■ THE PROBLEM ■
Write out the full listing exactly as given, minus the images.

■ DATASET ■

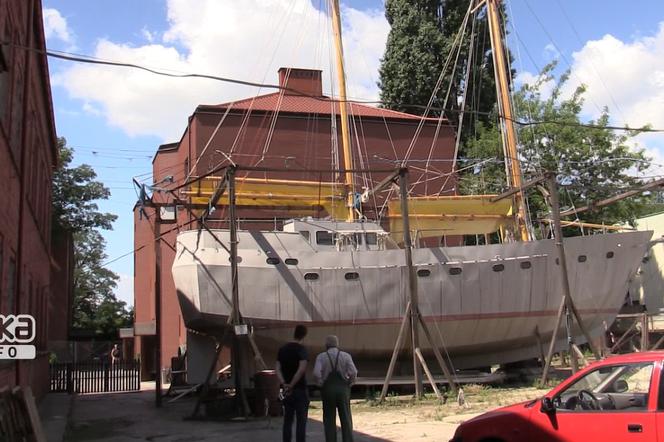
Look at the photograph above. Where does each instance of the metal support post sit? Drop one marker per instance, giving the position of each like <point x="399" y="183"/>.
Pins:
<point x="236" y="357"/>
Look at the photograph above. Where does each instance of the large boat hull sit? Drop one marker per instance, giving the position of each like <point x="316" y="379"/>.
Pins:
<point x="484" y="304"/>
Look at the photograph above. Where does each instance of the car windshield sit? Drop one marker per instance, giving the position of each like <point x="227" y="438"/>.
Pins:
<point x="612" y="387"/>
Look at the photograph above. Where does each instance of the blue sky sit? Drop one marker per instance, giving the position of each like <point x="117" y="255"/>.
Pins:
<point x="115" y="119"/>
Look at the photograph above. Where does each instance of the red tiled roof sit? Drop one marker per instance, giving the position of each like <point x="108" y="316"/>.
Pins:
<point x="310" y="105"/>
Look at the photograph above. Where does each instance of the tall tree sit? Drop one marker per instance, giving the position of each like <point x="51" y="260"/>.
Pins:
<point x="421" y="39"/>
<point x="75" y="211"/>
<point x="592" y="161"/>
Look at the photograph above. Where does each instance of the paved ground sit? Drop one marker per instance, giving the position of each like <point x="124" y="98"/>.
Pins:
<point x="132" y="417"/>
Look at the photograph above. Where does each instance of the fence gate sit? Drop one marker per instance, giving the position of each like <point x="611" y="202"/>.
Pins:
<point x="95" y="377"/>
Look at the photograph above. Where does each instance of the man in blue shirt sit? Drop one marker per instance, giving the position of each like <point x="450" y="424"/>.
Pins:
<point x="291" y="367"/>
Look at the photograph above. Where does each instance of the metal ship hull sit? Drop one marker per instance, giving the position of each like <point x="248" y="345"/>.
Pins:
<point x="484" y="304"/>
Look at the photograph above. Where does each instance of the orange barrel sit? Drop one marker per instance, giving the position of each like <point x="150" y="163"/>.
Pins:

■ RESULT OF THIS TASK ■
Look at the photograph above. Where does each instance of the metal support post sit? Drop one marker per instance, giving the position of each like <point x="399" y="183"/>.
Pins:
<point x="236" y="357"/>
Look at the photograph above. Where does each instance of the large boat hull sit? Drop one marker per instance, giving the position of each like <point x="316" y="379"/>.
Pins:
<point x="484" y="304"/>
Look at the photograph above. Where does each instance of the car windshield sit? Drop one marker per instance, giving the position of each like <point x="227" y="438"/>.
Pins:
<point x="612" y="387"/>
Look at the photograph above. Where does each instance of the blue sky sit? Drop one marker per instance, giving the position of each like <point x="117" y="255"/>.
Pins:
<point x="115" y="119"/>
Look at the photograph above. Where does each instance of the red tiled roof sit? Drop one marker per instance, giving the position of each like <point x="108" y="316"/>.
Pins:
<point x="310" y="105"/>
Look at the photograph above. Where does each instance of the tall tree sit? Drop one marker per instance, giving the position of each like <point x="51" y="260"/>.
Pins:
<point x="421" y="39"/>
<point x="75" y="211"/>
<point x="592" y="161"/>
Look at the photograph above. Where does each instance of the paved ground sit? Drop one marker per instance, giving the position of each like <point x="124" y="98"/>.
Pins:
<point x="132" y="417"/>
Look at the photograph above. Where does each instance of the fence gate sit? Drop one marker per instance, giving the position of each like <point x="611" y="202"/>.
Pins:
<point x="95" y="377"/>
Look at the photograph above. Where does each instance of the man in blue shirt sit? Drop one marker per instance, giving the position of each like <point x="450" y="424"/>.
Pins:
<point x="291" y="367"/>
Look at the photograph above. Where does each instance of the metal ship hull sit? Drop one marker per instance, giving the position of each like <point x="248" y="345"/>.
Pins:
<point x="484" y="304"/>
Look at the photograph above. Where does each instance of the orange barrel sit? Drop one marker per instance, giving the position of each like <point x="150" y="163"/>.
Pins:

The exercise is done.